## PROBLEM
From the line containing "the slate roof." to the end of the listing, write out every line exactly; leave out everything else.

□ □ □ □ □

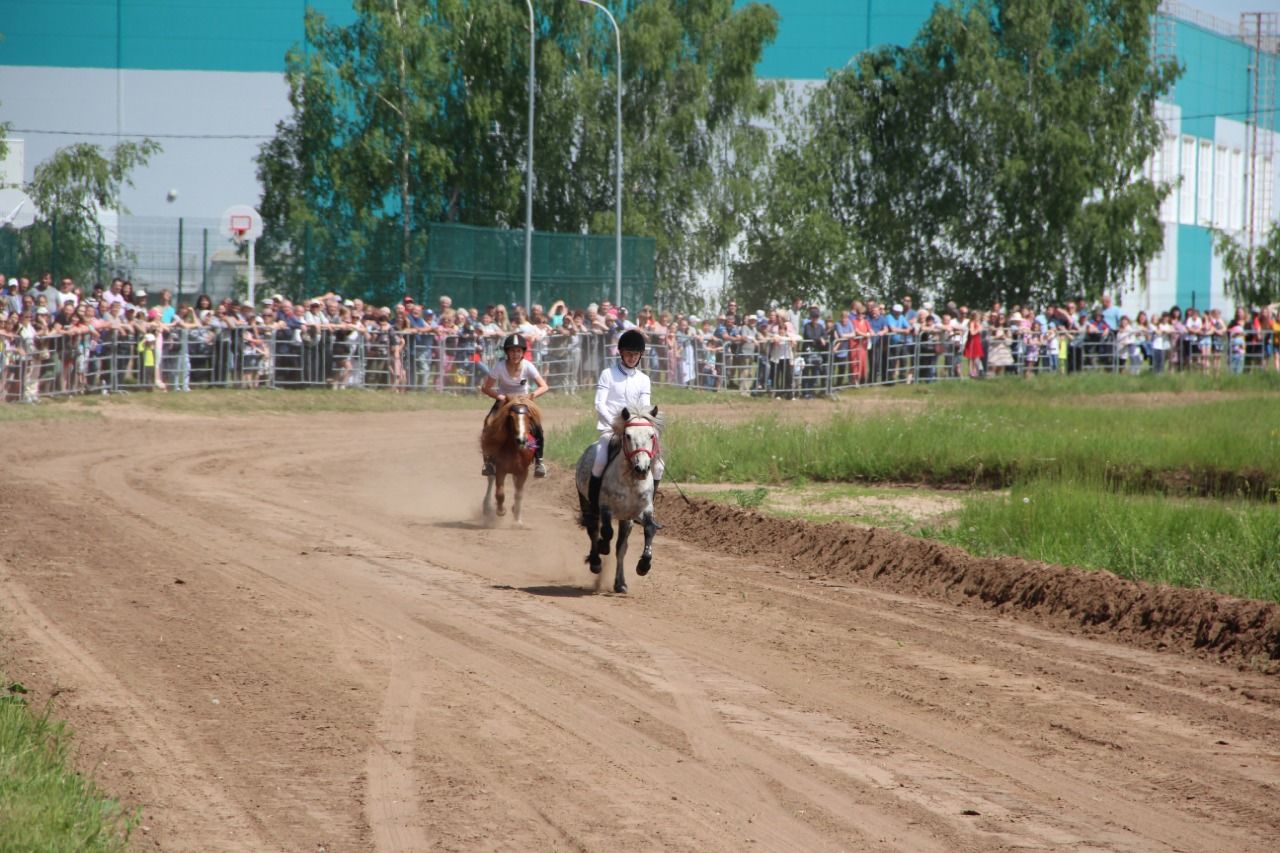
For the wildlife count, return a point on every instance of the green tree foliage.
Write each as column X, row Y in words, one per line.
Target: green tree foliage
column 1251, row 281
column 69, row 191
column 1000, row 156
column 416, row 113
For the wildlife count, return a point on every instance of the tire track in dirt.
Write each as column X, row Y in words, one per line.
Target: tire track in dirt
column 152, row 743
column 439, row 685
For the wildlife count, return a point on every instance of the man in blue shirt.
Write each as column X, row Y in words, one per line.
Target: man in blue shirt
column 878, row 345
column 899, row 342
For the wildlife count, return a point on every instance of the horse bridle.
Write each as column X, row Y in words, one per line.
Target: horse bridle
column 652, row 451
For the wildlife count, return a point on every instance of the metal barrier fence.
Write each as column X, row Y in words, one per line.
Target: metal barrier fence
column 179, row 359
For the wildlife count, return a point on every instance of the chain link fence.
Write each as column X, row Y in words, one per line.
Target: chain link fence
column 179, row 359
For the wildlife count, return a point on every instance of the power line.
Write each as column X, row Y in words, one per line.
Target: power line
column 272, row 136
column 154, row 136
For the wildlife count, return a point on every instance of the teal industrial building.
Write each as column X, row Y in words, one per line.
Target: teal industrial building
column 205, row 80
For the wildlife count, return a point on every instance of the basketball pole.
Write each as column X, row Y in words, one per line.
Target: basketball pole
column 251, row 300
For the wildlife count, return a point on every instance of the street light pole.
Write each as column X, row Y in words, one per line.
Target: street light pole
column 529, row 169
column 617, row 188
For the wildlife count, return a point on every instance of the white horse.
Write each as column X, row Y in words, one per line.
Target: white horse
column 626, row 491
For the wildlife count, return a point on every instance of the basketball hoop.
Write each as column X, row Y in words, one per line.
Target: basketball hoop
column 243, row 224
column 240, row 227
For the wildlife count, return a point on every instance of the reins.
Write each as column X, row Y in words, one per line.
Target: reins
column 652, row 451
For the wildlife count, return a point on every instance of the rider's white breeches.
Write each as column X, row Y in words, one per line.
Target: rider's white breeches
column 602, row 457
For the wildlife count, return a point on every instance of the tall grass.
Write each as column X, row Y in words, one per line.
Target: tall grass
column 44, row 803
column 1228, row 546
column 1217, row 446
column 1091, row 463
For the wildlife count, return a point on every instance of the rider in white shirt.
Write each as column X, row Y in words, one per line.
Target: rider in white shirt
column 511, row 378
column 621, row 386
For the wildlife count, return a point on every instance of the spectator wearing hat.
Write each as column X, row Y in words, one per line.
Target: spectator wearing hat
column 13, row 296
column 899, row 341
column 841, row 349
column 782, row 338
column 744, row 345
column 813, row 333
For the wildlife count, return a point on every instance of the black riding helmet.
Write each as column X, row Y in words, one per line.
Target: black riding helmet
column 631, row 341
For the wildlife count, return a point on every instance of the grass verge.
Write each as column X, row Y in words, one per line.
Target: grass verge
column 1226, row 546
column 44, row 803
column 1091, row 464
column 1171, row 447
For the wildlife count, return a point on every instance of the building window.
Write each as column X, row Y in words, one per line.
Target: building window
column 1168, row 174
column 1205, row 183
column 1187, row 190
column 1235, row 191
column 1221, row 196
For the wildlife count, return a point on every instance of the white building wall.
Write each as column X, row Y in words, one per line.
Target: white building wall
column 209, row 123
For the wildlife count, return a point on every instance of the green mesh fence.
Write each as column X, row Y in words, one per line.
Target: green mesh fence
column 476, row 267
column 487, row 267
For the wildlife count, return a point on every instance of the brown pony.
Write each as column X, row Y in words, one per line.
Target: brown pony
column 507, row 438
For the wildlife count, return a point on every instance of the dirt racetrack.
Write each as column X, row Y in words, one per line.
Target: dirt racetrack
column 291, row 633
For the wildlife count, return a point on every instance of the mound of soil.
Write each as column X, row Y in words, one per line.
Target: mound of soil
column 1091, row 602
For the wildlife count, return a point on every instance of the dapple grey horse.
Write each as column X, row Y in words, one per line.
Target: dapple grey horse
column 626, row 491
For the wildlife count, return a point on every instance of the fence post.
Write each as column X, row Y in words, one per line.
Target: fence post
column 53, row 246
column 179, row 256
column 306, row 263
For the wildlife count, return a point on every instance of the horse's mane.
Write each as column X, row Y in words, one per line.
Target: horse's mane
column 498, row 429
column 620, row 420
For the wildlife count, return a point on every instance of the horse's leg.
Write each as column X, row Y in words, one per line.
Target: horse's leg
column 606, row 530
column 488, row 497
column 645, row 561
column 519, row 477
column 593, row 532
column 501, row 489
column 620, row 576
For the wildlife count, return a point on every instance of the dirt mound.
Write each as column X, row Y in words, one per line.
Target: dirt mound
column 1092, row 602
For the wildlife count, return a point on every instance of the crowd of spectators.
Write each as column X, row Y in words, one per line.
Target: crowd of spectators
column 64, row 340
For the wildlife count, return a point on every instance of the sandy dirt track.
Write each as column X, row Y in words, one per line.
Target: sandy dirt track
column 291, row 633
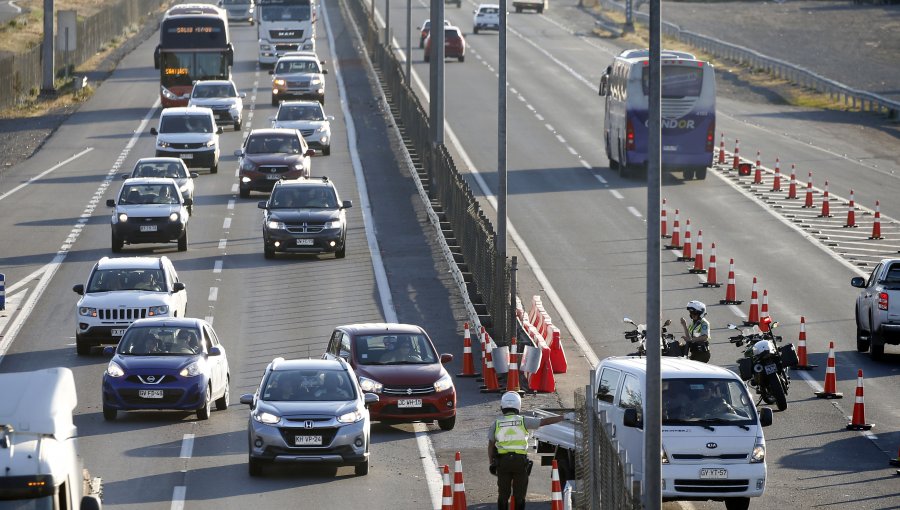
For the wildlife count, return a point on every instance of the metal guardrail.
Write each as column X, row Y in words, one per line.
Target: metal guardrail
column 836, row 91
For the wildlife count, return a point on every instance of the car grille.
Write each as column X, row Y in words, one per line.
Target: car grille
column 684, row 485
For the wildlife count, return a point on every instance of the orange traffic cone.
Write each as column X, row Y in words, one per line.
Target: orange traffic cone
column 447, row 496
column 876, row 226
column 731, row 288
column 711, row 274
column 468, row 360
column 851, row 213
column 858, row 421
column 459, row 487
column 803, row 362
column 555, row 489
column 830, row 378
column 698, row 257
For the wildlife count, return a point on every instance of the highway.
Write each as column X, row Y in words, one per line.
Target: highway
column 574, row 222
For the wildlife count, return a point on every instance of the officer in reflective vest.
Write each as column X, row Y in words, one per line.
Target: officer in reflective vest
column 508, row 449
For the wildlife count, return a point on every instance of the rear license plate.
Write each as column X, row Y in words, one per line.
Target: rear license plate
column 713, row 473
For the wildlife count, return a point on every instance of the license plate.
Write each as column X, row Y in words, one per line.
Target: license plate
column 713, row 473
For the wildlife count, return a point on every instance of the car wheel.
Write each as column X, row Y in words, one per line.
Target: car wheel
column 204, row 411
column 222, row 403
column 447, row 423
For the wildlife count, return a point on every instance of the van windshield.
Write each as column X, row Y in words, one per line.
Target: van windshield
column 706, row 402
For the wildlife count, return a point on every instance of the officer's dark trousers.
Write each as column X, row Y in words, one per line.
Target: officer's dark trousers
column 512, row 476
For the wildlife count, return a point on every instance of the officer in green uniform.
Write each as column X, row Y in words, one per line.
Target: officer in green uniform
column 508, row 449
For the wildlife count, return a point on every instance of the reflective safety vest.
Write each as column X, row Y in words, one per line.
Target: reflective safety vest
column 510, row 435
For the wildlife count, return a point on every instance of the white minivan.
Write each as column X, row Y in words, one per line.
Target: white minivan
column 712, row 440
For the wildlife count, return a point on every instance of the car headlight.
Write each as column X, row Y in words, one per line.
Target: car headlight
column 444, row 383
column 369, row 385
column 351, row 417
column 114, row 370
column 155, row 311
column 267, row 418
column 192, row 370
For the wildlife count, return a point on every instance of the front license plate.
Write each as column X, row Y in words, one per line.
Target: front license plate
column 713, row 473
column 307, row 440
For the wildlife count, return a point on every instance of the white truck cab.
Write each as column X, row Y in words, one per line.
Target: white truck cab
column 38, row 443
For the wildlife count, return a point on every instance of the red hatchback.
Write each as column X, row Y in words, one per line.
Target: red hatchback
column 398, row 362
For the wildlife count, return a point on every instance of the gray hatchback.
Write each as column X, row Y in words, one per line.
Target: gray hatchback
column 309, row 411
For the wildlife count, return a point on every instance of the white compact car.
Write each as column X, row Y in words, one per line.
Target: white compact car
column 189, row 133
column 222, row 97
column 121, row 290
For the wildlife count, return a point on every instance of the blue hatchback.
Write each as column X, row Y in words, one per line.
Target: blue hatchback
column 167, row 363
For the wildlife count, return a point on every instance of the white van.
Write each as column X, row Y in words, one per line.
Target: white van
column 712, row 440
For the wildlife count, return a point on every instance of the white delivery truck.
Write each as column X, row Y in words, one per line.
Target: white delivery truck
column 712, row 439
column 39, row 463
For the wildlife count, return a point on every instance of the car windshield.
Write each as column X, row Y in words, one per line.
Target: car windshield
column 272, row 144
column 706, row 402
column 108, row 280
column 308, row 385
column 159, row 194
column 161, row 341
column 394, row 349
column 173, row 170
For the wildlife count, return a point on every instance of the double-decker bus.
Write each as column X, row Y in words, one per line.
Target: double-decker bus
column 688, row 112
column 194, row 44
column 285, row 25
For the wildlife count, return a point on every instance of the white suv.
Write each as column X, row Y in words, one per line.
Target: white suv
column 121, row 290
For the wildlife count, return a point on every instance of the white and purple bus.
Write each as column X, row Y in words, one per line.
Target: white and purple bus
column 688, row 112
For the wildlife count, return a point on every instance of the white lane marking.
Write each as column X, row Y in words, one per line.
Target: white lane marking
column 45, row 172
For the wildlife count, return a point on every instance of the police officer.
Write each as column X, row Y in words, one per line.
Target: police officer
column 508, row 449
column 696, row 334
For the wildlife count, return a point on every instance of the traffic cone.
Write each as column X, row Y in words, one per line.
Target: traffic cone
column 711, row 274
column 731, row 288
column 753, row 316
column 803, row 363
column 555, row 489
column 686, row 255
column 459, row 487
column 776, row 182
column 698, row 257
column 830, row 383
column 447, row 496
column 851, row 213
column 792, row 186
column 826, row 210
column 876, row 226
column 858, row 422
column 468, row 360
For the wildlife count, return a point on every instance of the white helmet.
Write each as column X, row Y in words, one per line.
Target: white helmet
column 697, row 306
column 511, row 400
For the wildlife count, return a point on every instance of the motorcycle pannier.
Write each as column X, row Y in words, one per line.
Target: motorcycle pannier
column 745, row 368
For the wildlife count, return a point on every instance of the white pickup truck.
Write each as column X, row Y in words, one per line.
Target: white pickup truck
column 878, row 308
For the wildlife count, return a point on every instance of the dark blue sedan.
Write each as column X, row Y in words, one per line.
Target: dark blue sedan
column 167, row 363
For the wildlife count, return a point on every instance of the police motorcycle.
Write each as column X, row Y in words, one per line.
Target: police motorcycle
column 765, row 366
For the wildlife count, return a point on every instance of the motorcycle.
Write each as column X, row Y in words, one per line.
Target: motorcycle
column 765, row 366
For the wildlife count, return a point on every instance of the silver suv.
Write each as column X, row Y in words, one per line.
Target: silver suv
column 309, row 411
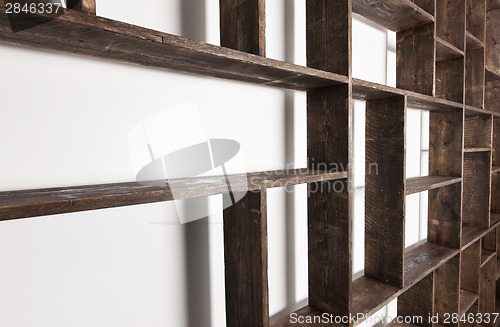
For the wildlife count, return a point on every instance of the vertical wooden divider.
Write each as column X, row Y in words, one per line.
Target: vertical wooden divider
column 445, row 159
column 385, row 192
column 243, row 25
column 418, row 301
column 329, row 142
column 86, row 6
column 245, row 259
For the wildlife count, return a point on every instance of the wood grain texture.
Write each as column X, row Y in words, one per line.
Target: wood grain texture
column 426, row 183
column 85, row 6
column 447, row 289
column 476, row 189
column 487, row 289
column 415, row 52
column 492, row 43
column 475, row 18
column 243, row 25
column 474, row 78
column 328, row 31
column 385, row 190
column 445, row 50
column 424, row 259
column 450, row 79
column 41, row 202
column 75, row 32
column 470, row 268
column 329, row 210
column 395, row 15
column 418, row 301
column 245, row 260
column 477, row 130
column 450, row 22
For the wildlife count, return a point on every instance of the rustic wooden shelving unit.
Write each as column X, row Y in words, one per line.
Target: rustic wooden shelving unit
column 448, row 62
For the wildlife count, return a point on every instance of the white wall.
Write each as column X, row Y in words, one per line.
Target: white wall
column 66, row 120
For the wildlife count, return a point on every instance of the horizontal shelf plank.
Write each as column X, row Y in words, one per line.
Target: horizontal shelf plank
column 41, row 202
column 473, row 42
column 491, row 75
column 486, row 256
column 467, row 300
column 75, row 32
column 422, row 260
column 468, row 150
column 445, row 50
column 426, row 183
column 364, row 90
column 370, row 295
column 396, row 15
column 306, row 313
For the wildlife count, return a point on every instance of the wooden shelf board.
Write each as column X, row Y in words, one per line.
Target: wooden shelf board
column 425, row 183
column 445, row 50
column 396, row 15
column 422, row 260
column 473, row 42
column 490, row 74
column 75, row 32
column 468, row 150
column 305, row 312
column 486, row 256
column 467, row 300
column 370, row 295
column 364, row 90
column 41, row 202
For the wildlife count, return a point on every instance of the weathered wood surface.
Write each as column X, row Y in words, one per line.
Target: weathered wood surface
column 243, row 25
column 245, row 260
column 415, row 55
column 385, row 189
column 426, row 183
column 41, row 202
column 395, row 15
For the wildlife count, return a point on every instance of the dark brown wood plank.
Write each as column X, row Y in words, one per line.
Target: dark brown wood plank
column 328, row 41
column 385, row 189
column 470, row 268
column 424, row 259
column 395, row 15
column 475, row 18
column 450, row 22
column 245, row 260
column 329, row 213
column 415, row 53
column 370, row 295
column 243, row 25
column 474, row 77
column 417, row 301
column 467, row 300
column 477, row 131
column 450, row 79
column 487, row 289
column 445, row 50
column 476, row 189
column 41, row 202
column 447, row 289
column 445, row 154
column 75, row 32
column 426, row 183
column 492, row 43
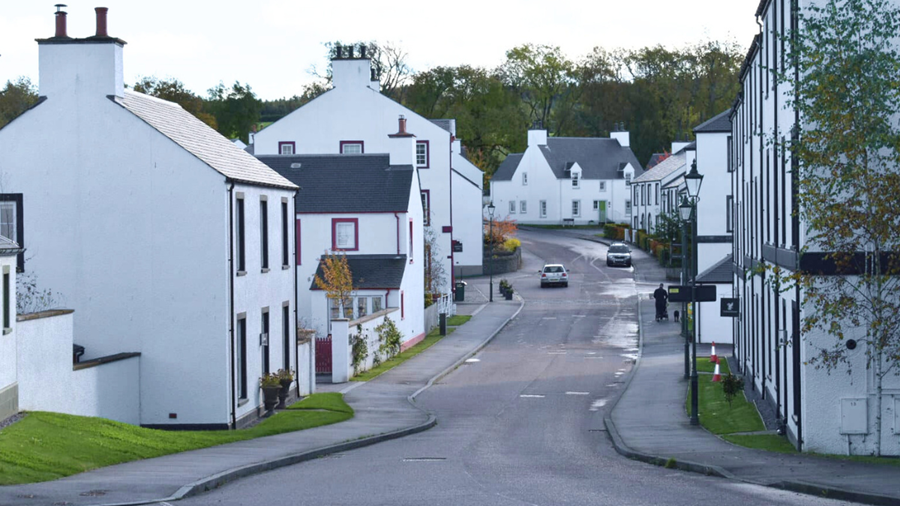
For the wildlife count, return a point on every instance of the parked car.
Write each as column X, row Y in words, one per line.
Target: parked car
column 554, row 274
column 618, row 254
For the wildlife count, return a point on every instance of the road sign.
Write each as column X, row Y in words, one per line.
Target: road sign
column 730, row 307
column 704, row 293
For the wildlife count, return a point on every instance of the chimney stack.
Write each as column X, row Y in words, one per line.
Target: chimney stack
column 60, row 21
column 101, row 21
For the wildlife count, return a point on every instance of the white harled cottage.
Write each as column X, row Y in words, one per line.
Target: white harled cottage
column 166, row 238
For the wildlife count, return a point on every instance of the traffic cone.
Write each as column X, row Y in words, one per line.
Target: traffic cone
column 716, row 376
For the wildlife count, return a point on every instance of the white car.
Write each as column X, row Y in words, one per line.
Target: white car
column 554, row 274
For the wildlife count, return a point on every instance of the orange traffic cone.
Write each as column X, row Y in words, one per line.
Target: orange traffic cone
column 716, row 376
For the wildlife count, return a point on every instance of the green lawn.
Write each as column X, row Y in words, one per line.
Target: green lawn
column 45, row 446
column 715, row 413
column 432, row 337
column 456, row 321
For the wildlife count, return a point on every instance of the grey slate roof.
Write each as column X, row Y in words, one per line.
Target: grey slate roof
column 599, row 158
column 720, row 272
column 201, row 141
column 371, row 271
column 664, row 169
column 719, row 123
column 363, row 183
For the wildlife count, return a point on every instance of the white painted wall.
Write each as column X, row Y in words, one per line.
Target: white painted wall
column 47, row 381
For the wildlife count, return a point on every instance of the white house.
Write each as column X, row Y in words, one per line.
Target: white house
column 714, row 255
column 354, row 117
column 821, row 412
column 166, row 238
column 374, row 217
column 651, row 192
column 566, row 179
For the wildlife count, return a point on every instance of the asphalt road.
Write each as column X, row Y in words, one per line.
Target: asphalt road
column 522, row 423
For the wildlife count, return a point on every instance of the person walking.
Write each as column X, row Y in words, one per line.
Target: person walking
column 662, row 298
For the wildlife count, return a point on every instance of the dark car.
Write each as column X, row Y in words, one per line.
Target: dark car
column 618, row 254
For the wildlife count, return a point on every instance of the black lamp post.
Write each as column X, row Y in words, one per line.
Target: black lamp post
column 688, row 211
column 491, row 209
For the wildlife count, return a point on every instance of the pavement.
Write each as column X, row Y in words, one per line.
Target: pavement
column 385, row 409
column 649, row 423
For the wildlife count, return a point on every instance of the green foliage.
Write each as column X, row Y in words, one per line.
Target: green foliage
column 47, row 446
column 16, row 98
column 389, row 337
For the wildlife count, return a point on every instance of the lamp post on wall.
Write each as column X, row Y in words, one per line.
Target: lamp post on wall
column 688, row 211
column 491, row 209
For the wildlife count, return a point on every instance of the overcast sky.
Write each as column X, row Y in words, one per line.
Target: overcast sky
column 271, row 44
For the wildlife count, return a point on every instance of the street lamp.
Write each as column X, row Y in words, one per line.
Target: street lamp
column 491, row 209
column 688, row 212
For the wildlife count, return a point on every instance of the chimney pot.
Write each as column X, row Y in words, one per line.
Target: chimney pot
column 101, row 21
column 60, row 21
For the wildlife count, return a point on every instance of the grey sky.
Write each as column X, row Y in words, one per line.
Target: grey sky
column 271, row 44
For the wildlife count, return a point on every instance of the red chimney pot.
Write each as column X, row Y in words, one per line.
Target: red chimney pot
column 101, row 21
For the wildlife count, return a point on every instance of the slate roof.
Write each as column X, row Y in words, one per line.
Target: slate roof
column 599, row 158
column 200, row 140
column 371, row 271
column 720, row 272
column 718, row 123
column 665, row 168
column 364, row 183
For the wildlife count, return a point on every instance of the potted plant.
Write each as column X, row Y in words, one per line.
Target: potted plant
column 271, row 385
column 285, row 378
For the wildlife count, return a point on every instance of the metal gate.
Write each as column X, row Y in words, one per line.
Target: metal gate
column 323, row 355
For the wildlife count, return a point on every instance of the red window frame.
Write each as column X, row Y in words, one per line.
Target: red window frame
column 292, row 144
column 334, row 223
column 362, row 146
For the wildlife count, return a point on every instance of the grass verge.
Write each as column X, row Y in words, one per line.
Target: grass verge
column 432, row 337
column 45, row 446
column 457, row 320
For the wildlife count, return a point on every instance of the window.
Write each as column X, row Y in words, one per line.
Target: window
column 422, row 158
column 352, row 147
column 11, row 223
column 241, row 251
column 264, row 233
column 729, row 209
column 286, row 335
column 297, row 240
column 426, row 207
column 287, row 148
column 284, row 234
column 264, row 340
column 344, row 234
column 242, row 356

□ □ □ □ □

## EXERCISE ANSWER
For the wildlife count, return a point on every instance of the slate roof.
Write each as column X, row Y in words, one per line.
Target: slate roof
column 599, row 158
column 200, row 140
column 371, row 271
column 720, row 272
column 718, row 123
column 665, row 168
column 364, row 183
For the wildlife count, return a point on every instance of the potted plant.
Write each as column X, row Y in words, one per line.
Target: potted plant
column 271, row 385
column 285, row 378
For the wildlife count, return a point on every instance of the metal gate.
Write each as column X, row Y in words, one per line.
Target: metal gate
column 323, row 355
For the wildlife count, return a point on every instance of the red window frame.
Write each as column X, row Y in words, one per line.
Target: red window frame
column 292, row 144
column 334, row 223
column 362, row 146
For the wildlife count, return a point on every instance of the grass verge.
Write each as column X, row Y in words, one per line.
Target: grass verge
column 432, row 337
column 45, row 446
column 457, row 320
For the wildlife count, return a point on every instance of the window.
Write each as column X, row Y in words, one per line.
Target: window
column 422, row 158
column 352, row 147
column 11, row 223
column 241, row 251
column 264, row 233
column 729, row 209
column 286, row 335
column 297, row 240
column 426, row 207
column 287, row 148
column 284, row 234
column 264, row 340
column 344, row 234
column 242, row 356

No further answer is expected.